[Quoted passage]
......
David Cameron did not have to call this referendum. He did so in an attempt to settle the European issue within his own party, as there is no new EU treaty that we are voting on. The referendum is not binding either, as the legal blogger David Allen Green pointed out.

Far from quelling the debate within the Tory party, the lead up to the referendum has had the opposite effect. The debate over the last couple of months has been increasingly toxic, with both sides making outlandish claims. Parts of the Leave campaign have been xenophobic and racist, in an attempt to scare people to leaving the EU - this is the true Project Fear. And then last week the appalling murder of the Labour MP Jo Cox brought about some reflection on how we’ve moved away from a more respectful, kinder politics. In the words of Stephen Kinnock, "When insecurity, fear and anger are used to light a fuse, an explosion is inevitable.”

But there is a referendum tomorrow, so we have a duty to vote. The vote is about a host of issues, and on all of them I believe we are better staying as a member of the EU. In my mind it boils down to being a part of something bigger than yourself. This is true on a personal level - being part of a company, a team, a club, or an organisation allows you to achieve more than if you go it alone. I’ve seen this in my professional life where loose-knit groups of programmers build open source software that an individual could never dream of. Of course, where there are many personalities pulling in different directions you get conflict, things get messy, compromises are needed, and you don’t always get your own way. But on some decisions you do have influence, and you do get to shape the results.
......
[Excerpted records]
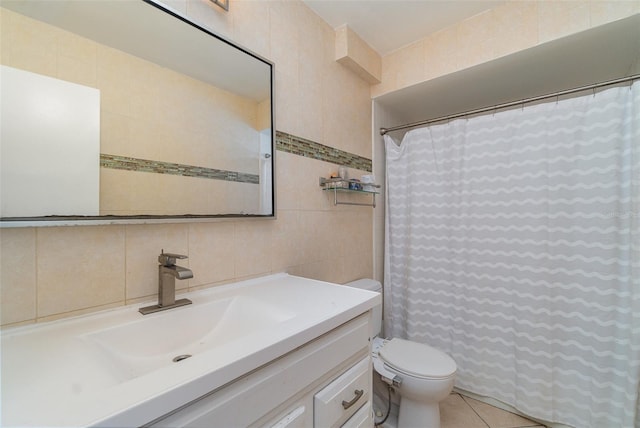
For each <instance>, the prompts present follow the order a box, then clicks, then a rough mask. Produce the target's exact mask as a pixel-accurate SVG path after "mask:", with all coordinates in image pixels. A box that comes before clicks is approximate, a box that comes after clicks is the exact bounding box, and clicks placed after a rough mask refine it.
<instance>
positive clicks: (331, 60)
mask: <svg viewBox="0 0 640 428" xmlns="http://www.w3.org/2000/svg"><path fill="white" fill-rule="evenodd" d="M166 1H167V4H169V6H171V7H173V8H174V9H176V10H179V11H182V12H183V13H187V14H188V15H189V16H190V17H191V18H192V19H195V20H197V21H198V22H200V23H203V24H204V25H207V26H210V27H212V28H213V29H214V31H217V32H219V33H222V34H223V35H226V36H228V37H230V38H231V39H234V40H237V41H239V42H240V43H242V44H243V45H244V46H245V47H247V48H248V49H251V50H253V51H255V52H257V53H258V54H261V55H263V56H265V57H267V58H269V59H270V60H272V61H274V62H275V64H276V67H275V69H276V76H275V78H276V86H275V101H276V105H275V107H276V111H275V116H276V117H275V125H276V128H277V129H278V130H281V131H282V132H284V133H286V134H289V135H293V136H297V137H300V138H302V139H305V140H308V141H310V142H313V143H317V144H321V145H323V146H328V147H331V148H336V149H338V150H340V151H341V152H343V153H346V154H350V155H353V156H355V157H361V158H364V159H371V98H370V92H369V84H368V83H366V82H364V81H363V80H362V79H360V78H359V77H358V76H356V75H354V74H353V73H352V72H351V71H349V70H347V69H346V68H345V67H344V66H342V65H340V64H337V63H336V62H335V61H334V48H335V45H334V31H333V29H332V28H331V27H330V26H329V25H327V24H326V23H325V22H324V21H322V20H321V19H320V18H319V17H318V16H317V15H316V14H315V13H313V12H312V11H311V10H310V9H308V8H307V7H306V6H305V5H304V4H302V3H301V2H300V1H297V0H282V1H278V0H274V1H269V2H263V1H248V0H244V1H239V0H238V1H234V0H232V1H231V7H230V11H229V12H228V13H220V12H219V8H217V7H216V6H215V5H213V4H209V2H203V1H201V0H189V1H184V0H166ZM2 15H3V16H2V18H0V19H2V26H3V28H8V27H6V26H5V25H4V24H5V19H6V17H5V16H4V14H2ZM11 19H14V17H12V18H11ZM15 19H19V18H15ZM12 37H13V36H12ZM24 37H25V38H27V39H28V38H29V37H33V38H38V37H41V34H40V33H39V32H38V31H34V32H33V34H29V35H28V36H27V35H25V36H24ZM56 37H58V36H57V35H56V36H55V37H54V39H55V40H58V39H57V38H56ZM47 40H49V39H47ZM55 40H50V42H51V43H54V44H55ZM0 43H2V53H3V58H5V53H6V52H7V49H11V39H10V38H9V39H7V38H5V37H2V39H1V40H0ZM53 51H55V49H53V48H52V49H51V50H46V49H45V50H44V51H42V50H37V48H34V49H33V50H29V49H26V50H24V51H21V52H13V55H14V58H17V59H19V60H20V61H24V62H25V63H30V64H34V63H35V64H36V65H38V69H39V72H42V73H44V74H49V75H52V76H56V73H57V66H56V64H55V61H54V60H51V61H48V60H46V59H47V58H48V56H47V55H49V54H50V53H51V52H53ZM69 51H71V52H67V53H65V55H66V56H68V57H69V63H68V65H65V67H69V73H75V74H77V75H80V74H82V75H83V76H84V77H83V79H86V80H87V81H88V80H90V79H97V80H99V79H104V80H109V79H112V78H113V77H114V74H117V73H119V72H120V71H119V70H117V69H109V68H106V69H105V68H103V69H101V70H98V71H96V76H95V77H94V76H93V75H92V74H91V73H90V72H89V71H88V70H85V69H84V68H83V67H82V66H81V64H80V63H82V61H91V55H92V52H91V50H90V49H89V50H87V49H86V46H77V47H73V46H70V47H69ZM96 54H97V55H98V56H99V57H100V55H102V56H105V55H114V56H117V53H114V52H104V51H103V52H97V53H96ZM49 56H50V55H49ZM116 59H117V58H116ZM3 60H4V59H3ZM71 60H76V61H78V62H79V63H78V65H77V67H76V68H75V69H74V68H73V67H71V63H72V62H73V61H71ZM137 66H139V67H143V65H141V64H138V65H137ZM85 72H86V73H85ZM139 74H141V75H143V74H144V71H140V72H139ZM143 89H144V88H142V89H138V90H139V91H141V90H143ZM131 90H132V89H131V88H123V87H119V86H111V87H110V90H108V91H105V93H104V97H105V98H104V101H105V102H107V103H108V104H109V105H110V106H113V109H112V110H110V112H109V114H108V115H105V117H104V118H103V119H104V120H105V121H109V122H110V123H111V124H113V126H109V133H110V134H109V135H108V136H106V138H109V139H110V140H111V141H124V138H133V137H132V136H134V137H136V138H137V136H138V135H141V133H143V132H145V131H144V130H142V129H140V127H139V126H138V125H137V124H136V123H135V121H128V120H123V116H124V115H127V114H129V113H130V110H131V109H137V108H139V106H136V105H134V104H132V100H131V96H130V93H129V92H128V91H131ZM160 113H161V112H157V111H146V113H145V114H148V115H149V116H150V117H154V115H159V114H160ZM165 119H166V118H165ZM274 156H275V158H276V159H275V161H276V170H275V172H276V186H277V187H276V193H277V198H276V207H277V218H276V219H275V220H274V219H270V220H264V219H247V220H245V219H242V220H239V219H227V220H216V221H212V222H206V223H181V224H177V225H176V224H167V225H116V226H86V227H85V226H83V227H59V228H58V227H56V228H27V229H15V230H1V231H0V244H1V245H2V247H1V249H2V257H1V258H0V271H1V272H2V277H1V280H2V283H1V284H0V291H1V293H0V298H1V299H2V302H1V305H2V311H1V312H2V324H3V325H15V324H18V323H24V322H36V321H41V320H49V319H53V318H59V317H65V316H70V315H76V314H80V313H85V312H87V311H95V310H99V309H102V308H109V307H113V306H114V305H123V304H129V303H134V304H142V301H143V300H153V299H155V296H156V293H157V290H156V287H157V283H156V281H157V278H156V275H157V256H158V254H159V252H160V250H161V249H163V248H164V249H165V251H172V252H178V253H184V254H187V255H188V256H189V259H187V260H185V261H184V262H185V265H186V266H188V267H190V268H191V269H192V270H193V272H194V278H193V279H189V280H187V281H184V282H182V283H180V282H178V286H179V287H180V290H181V291H183V290H184V291H186V290H194V289H200V288H203V287H210V286H215V285H219V284H224V283H228V282H231V281H236V280H241V279H243V278H248V277H254V276H259V275H264V274H269V273H276V272H283V271H287V272H289V273H292V274H296V275H302V276H306V277H310V278H314V279H320V280H329V281H334V282H339V283H344V282H347V281H351V280H354V279H357V278H362V277H371V276H372V274H373V272H372V264H373V261H372V244H371V239H372V238H371V236H372V231H371V230H372V219H373V210H372V209H371V208H368V207H351V206H333V204H332V199H331V195H328V194H327V193H328V192H323V191H322V190H321V188H320V186H319V185H318V177H319V176H325V177H326V176H329V174H330V173H331V172H335V171H336V170H337V165H336V164H335V163H332V162H330V161H326V159H322V158H321V159H313V158H309V157H304V156H300V155H297V154H294V153H288V152H284V151H281V150H279V151H276V153H275V155H274ZM140 157H143V156H140ZM185 163H188V162H185ZM112 171H114V172H115V171H116V170H112ZM349 173H350V175H351V176H352V177H358V176H360V175H362V174H366V173H368V171H366V170H360V169H354V168H352V169H350V170H349ZM208 181H215V180H208ZM114 197H118V196H117V195H114ZM357 197H358V196H354V198H357ZM365 197H366V196H365ZM214 198H215V196H214ZM132 203H133V201H132ZM56 252H57V253H58V255H59V256H61V257H58V258H56V257H55V256H54V254H56ZM72 267H77V268H78V271H77V272H76V273H75V274H74V272H73V270H72V269H71V268H72ZM12 269H14V270H13V271H12Z"/></svg>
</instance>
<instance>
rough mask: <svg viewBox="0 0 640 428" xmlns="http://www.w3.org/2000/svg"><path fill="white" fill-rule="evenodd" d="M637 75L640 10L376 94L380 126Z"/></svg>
mask: <svg viewBox="0 0 640 428" xmlns="http://www.w3.org/2000/svg"><path fill="white" fill-rule="evenodd" d="M636 74H640V14H636V15H633V16H630V17H628V18H624V19H620V20H618V21H614V22H611V23H608V24H605V25H602V26H599V27H595V28H592V29H589V30H586V31H582V32H579V33H576V34H572V35H570V36H567V37H564V38H560V39H557V40H554V41H551V42H548V43H544V44H541V45H537V46H534V47H532V48H529V49H525V50H522V51H519V52H516V53H514V54H511V55H507V56H505V57H502V58H498V59H495V60H493V61H489V62H486V63H482V64H479V65H477V66H474V67H471V68H467V69H464V70H460V71H457V72H455V73H451V74H447V75H444V76H441V77H438V78H435V79H431V80H428V81H425V82H421V83H419V84H416V85H413V86H410V87H407V88H403V89H399V90H397V91H393V92H390V93H387V94H384V95H381V96H379V97H377V98H376V99H375V100H376V103H377V104H378V105H379V106H381V107H383V108H384V109H385V110H386V111H387V112H388V113H390V114H391V117H388V118H387V119H386V120H385V121H383V122H384V123H380V125H381V126H384V127H392V126H395V125H400V124H404V123H413V122H418V121H422V120H426V119H434V118H438V117H442V116H447V115H451V114H458V113H462V112H466V111H469V110H475V109H480V108H485V107H489V106H495V105H498V104H501V103H508V102H514V101H517V100H522V99H525V98H529V97H537V96H542V95H545V94H552V93H555V92H557V91H563V90H567V89H572V88H578V87H582V86H586V85H590V84H593V83H598V82H606V81H609V80H613V79H618V78H621V77H625V76H631V75H636Z"/></svg>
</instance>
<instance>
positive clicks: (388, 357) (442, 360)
mask: <svg viewBox="0 0 640 428" xmlns="http://www.w3.org/2000/svg"><path fill="white" fill-rule="evenodd" d="M378 355H379V356H380V357H381V358H382V360H383V361H384V362H385V363H387V364H388V365H390V366H391V367H393V368H394V369H396V370H398V371H400V372H403V373H406V374H408V375H411V376H416V377H422V378H431V379H437V378H446V377H450V376H451V375H453V374H454V373H455V372H456V362H455V361H453V358H451V357H450V356H448V355H447V354H445V353H444V352H442V351H440V350H438V349H436V348H433V347H431V346H429V345H424V344H422V343H417V342H411V341H409V340H404V339H391V340H390V341H389V342H387V343H386V344H385V345H384V346H383V347H382V348H380V352H379V354H378Z"/></svg>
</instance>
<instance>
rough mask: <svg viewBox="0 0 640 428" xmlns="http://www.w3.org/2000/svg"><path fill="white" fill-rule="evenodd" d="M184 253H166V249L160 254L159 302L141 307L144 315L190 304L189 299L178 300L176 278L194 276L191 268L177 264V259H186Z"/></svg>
mask: <svg viewBox="0 0 640 428" xmlns="http://www.w3.org/2000/svg"><path fill="white" fill-rule="evenodd" d="M186 258H187V256H183V255H182V254H172V253H165V252H164V250H162V252H161V253H160V255H159V256H158V262H159V263H160V265H158V304H157V305H152V306H145V307H144V308H140V309H139V312H140V313H141V314H142V315H147V314H151V313H154V312H158V311H164V310H167V309H171V308H177V307H178V306H184V305H190V304H191V300H189V299H178V300H176V278H177V279H180V280H182V279H189V278H193V272H192V271H191V269H187V268H184V267H182V266H178V265H176V260H178V259H180V260H182V259H186Z"/></svg>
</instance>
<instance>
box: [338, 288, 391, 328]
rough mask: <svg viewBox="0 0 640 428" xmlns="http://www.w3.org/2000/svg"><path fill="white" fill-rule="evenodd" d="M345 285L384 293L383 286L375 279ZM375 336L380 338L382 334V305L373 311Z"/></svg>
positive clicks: (372, 312)
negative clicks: (381, 333)
mask: <svg viewBox="0 0 640 428" xmlns="http://www.w3.org/2000/svg"><path fill="white" fill-rule="evenodd" d="M345 285H348V286H349V287H355V288H360V289H362V290H369V291H375V292H376V293H382V284H380V282H379V281H376V280H375V279H369V278H363V279H358V280H356V281H352V282H347V283H346V284H345ZM371 312H372V322H373V332H372V333H373V335H374V336H379V335H380V333H382V304H380V305H378V306H375V307H374V308H373V309H372V311H371Z"/></svg>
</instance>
......
[Problems to work on]
1. From the referendum article, return word for word the part that opens with the words containing "But there is" and closes with "shape the results.".
2. List every person the referendum article mentions by name.

[Responses per task]
1.
But there is a referendum tomorrow, so we have a duty to vote. The vote is about a host of issues, and on all of them I believe we are better staying as a member of the EU. In my mind it boils down to being a part of something bigger than yourself. This is true on a personal level - being part of a company, a team, a club, or an organisation allows you to achieve more than if you go it alone. I’ve seen this in my professional life where loose-knit groups of programmers build open source software that an individual could never dream of. Of course, where there are many personalities pulling in different directions you get conflict, things get messy, compromises are needed, and you don’t always get your own way. But on some decisions you do have influence, and you do get to shape the results.

2.
David Cameron
David Allen Green
Jo Cox
Stephen Kinnock